*** SOURCE EXTRACT ***

Getting to the heart of LDI

Written By: Matthew Craig
LAPF Investments


With the age profile of scheme members expected to mature, Matthew Craig looks at how local authorities might benefit from the concepts behind LDI


If liability-driven investing (LDI) can be called a state of mind, then it is one that local authority pension funds are beginning to adopt.

LDI can be seen as a conceptual framework for managing pension fund assets. It places great emphasis on managing the risks related to pension fund liabilities, such as interest rate risk and inflation risk, and trying to synchronise the movements of assets and liabilities. LDI was first used by pension funds in the UK around a decade ago, when private sector defined benefit (DB) schemes became acutely conscious of imbalances between assets and liabilities and the need to rectify this. These imbalances were due to factors that do not necessarily affect public sector schemes, or did not at that time. One factor was the use of discount rates to calculate liabilities; as interest rates fell, liabilities sharply increased, irrespective of asset values. Many funds also became markedly more mature in their membership profile, as DB schemes closed to new entrants and, in some cases, any future accrual of benefits. In this situation, a reduced investment horizon concentrated minds on the need to ensure that a pension fund had sufficient assets and could generate the necessary cash flows to meet liabilities as they fall due. Consequently, pension funds following an LDI approach tended to reduce equity holdings, increase matching bond portfolios, use interest rate and inflation swaps to hedge these risks and aimed to return to full funding on a shorter timescale than they would have done. While all funded pension funds have liabilities, LDI strategies start to make sense when liabilities become clearer, with a large number of pensioners in receipt of benefits and a higher proportion of older members whose future benefits can be calculated with reasonable accuracy. The size and shape of the liabilities facing the fund can be used to determine the best matching portfolio of assets and the key risks for the fund.

Now the factors behind LDI are playing a role at local authority pension funds. Changes to the benefit structure of the local government pension scheme (LGPS), the overall demographics of an ageing population, and job cuts at local authority employers are all likely to mean that investment strategies need to reflect a more mature age profile in the future. However, this will not happen overnight; it is likely major changes to local authority pension fund investment will take a number of years to bed in, particularly given the current uncertainty over how the LGPS is managed.

*** PROVIDED DATA ***

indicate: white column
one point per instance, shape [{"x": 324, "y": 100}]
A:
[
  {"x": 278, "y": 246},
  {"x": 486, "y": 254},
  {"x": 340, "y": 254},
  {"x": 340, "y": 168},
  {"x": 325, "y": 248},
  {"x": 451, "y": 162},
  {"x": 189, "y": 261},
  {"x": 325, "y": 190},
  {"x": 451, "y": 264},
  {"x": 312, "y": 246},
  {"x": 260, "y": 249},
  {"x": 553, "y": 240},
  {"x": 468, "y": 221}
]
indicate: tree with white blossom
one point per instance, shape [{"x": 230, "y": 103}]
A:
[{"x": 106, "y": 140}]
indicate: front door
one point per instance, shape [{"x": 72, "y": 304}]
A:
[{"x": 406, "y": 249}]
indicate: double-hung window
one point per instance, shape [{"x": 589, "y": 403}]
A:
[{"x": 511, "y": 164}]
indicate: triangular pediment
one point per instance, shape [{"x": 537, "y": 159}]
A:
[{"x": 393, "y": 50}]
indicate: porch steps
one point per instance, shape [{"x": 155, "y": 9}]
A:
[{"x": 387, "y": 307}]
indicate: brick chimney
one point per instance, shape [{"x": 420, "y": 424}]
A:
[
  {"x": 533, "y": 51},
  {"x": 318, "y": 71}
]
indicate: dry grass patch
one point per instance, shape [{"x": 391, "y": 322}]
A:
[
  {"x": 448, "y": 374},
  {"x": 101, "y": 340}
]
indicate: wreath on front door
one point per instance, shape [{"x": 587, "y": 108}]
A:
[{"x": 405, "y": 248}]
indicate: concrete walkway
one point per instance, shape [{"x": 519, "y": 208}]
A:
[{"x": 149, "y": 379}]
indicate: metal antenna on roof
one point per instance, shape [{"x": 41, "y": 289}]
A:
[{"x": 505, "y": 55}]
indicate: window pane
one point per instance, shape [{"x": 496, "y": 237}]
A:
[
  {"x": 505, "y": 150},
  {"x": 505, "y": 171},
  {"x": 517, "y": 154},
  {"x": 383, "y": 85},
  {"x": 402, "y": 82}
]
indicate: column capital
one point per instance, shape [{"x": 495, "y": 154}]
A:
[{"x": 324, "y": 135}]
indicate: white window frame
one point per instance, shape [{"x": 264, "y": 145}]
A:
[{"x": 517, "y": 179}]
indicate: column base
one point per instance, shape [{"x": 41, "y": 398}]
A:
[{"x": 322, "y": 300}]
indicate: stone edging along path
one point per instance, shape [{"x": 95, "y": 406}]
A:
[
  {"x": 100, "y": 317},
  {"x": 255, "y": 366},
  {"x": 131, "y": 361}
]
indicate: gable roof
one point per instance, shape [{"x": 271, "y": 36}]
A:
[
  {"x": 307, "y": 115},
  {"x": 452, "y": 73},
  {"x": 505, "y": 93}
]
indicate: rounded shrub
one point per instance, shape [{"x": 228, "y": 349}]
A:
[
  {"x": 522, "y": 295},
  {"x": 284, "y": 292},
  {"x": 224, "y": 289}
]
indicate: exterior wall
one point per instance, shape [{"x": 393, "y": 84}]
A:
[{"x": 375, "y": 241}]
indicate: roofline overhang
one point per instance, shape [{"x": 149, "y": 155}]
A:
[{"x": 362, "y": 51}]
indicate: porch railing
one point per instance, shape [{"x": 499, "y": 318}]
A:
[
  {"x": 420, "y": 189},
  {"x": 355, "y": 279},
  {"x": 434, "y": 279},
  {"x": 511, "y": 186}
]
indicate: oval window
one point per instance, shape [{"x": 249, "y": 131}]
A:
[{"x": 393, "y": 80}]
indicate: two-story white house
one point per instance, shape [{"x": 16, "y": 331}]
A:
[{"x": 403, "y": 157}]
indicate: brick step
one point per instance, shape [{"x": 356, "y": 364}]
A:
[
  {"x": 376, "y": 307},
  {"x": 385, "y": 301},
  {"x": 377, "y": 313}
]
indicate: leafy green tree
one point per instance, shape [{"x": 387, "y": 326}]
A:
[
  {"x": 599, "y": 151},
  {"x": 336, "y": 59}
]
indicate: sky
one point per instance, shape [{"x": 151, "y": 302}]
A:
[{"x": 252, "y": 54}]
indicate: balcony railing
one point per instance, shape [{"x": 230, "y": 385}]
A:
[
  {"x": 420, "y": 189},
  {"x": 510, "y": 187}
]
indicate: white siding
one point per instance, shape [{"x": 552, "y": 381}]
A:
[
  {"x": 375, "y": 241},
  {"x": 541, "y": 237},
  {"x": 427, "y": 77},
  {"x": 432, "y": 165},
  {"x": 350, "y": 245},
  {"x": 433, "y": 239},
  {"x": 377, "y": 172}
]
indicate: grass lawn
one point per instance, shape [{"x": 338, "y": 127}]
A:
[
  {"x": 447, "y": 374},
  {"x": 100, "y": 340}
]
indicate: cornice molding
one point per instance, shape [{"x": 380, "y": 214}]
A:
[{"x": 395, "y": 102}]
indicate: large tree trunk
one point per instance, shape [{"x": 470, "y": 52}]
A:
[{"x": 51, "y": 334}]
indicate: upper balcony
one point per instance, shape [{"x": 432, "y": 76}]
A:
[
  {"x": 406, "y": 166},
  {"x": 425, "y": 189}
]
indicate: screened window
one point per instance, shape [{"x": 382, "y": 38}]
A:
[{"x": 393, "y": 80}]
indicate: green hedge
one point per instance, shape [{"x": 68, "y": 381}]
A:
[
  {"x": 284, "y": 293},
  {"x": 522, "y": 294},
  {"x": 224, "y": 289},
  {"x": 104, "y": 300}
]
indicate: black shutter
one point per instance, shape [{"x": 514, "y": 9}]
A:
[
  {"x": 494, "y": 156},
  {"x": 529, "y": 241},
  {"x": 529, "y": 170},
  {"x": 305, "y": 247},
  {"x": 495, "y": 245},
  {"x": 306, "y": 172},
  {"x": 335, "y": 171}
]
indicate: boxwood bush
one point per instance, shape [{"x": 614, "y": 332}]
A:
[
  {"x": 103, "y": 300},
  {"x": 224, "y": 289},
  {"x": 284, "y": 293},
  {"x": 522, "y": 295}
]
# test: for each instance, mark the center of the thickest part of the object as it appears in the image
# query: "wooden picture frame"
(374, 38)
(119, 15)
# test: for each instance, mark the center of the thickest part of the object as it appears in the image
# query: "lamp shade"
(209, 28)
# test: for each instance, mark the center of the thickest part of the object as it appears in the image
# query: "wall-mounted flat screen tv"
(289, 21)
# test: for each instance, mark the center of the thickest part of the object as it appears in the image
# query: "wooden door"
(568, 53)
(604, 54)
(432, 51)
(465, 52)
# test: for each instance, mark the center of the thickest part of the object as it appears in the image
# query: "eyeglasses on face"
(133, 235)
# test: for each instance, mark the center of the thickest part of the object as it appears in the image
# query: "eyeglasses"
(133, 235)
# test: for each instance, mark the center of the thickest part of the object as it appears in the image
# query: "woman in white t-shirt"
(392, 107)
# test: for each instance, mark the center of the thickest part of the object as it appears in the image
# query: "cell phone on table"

***

SET OF TASKS:
1 – Transcribe the part of the LDI article starting with "With the age" and going on through "beginning to adopt.".
2 – Rewrite the records starting with the line with "indicate: black shutter" and going on through the end of the records, replacing "thickest" with "widest" and leaving all else unchanged. Return only those lines.

FULL SOLUTIONS:
1 –
With the age profile of scheme members expected to mature, Matthew Craig looks at how local authorities might benefit from the concepts behind LDI


If liability-driven investing (LDI) can be called a state of mind, then it is one that local authority pension funds are beginning to adopt.

2 –
indicate: black shutter
one point per instance, shape [{"x": 514, "y": 9}]
A:
[
  {"x": 494, "y": 156},
  {"x": 529, "y": 241},
  {"x": 529, "y": 170},
  {"x": 305, "y": 247},
  {"x": 495, "y": 245},
  {"x": 306, "y": 172},
  {"x": 335, "y": 171}
]
indicate: boxwood bush
one point per instance, shape [{"x": 614, "y": 332}]
A:
[
  {"x": 103, "y": 300},
  {"x": 224, "y": 289},
  {"x": 284, "y": 293},
  {"x": 522, "y": 295}
]
# test: for each instance, mark the center of the widest part of the object as it appears in the image
# query: "wooden picture frame"
(374, 38)
(119, 15)
# test: for each instance, mark the center of the widest part of the object as it appears in the image
# query: "lamp shade"
(209, 28)
# test: for each instance, mark the center of the widest part of the object as it appears in the image
# query: "wall-mounted flat screen tv"
(289, 21)
# test: for each instance, mark the center of the widest part of the object as it appears in the image
# query: "wooden door"
(568, 53)
(604, 54)
(432, 51)
(465, 52)
# test: for each instance, mark the center of the widest part of the object as it appears in the image
# query: "eyeglasses on face"
(133, 235)
# test: for each instance, mark the center of the widest part of the object as it appears in the image
# query: "eyeglasses"
(133, 235)
# test: for each instance, mark the center of the widest part of the object as it appears in the image
# query: "woman in white t-shirt"
(392, 107)
# test: for each instance, mark the center of the widest part of the object as it appears in the image
# query: "cell phone on table"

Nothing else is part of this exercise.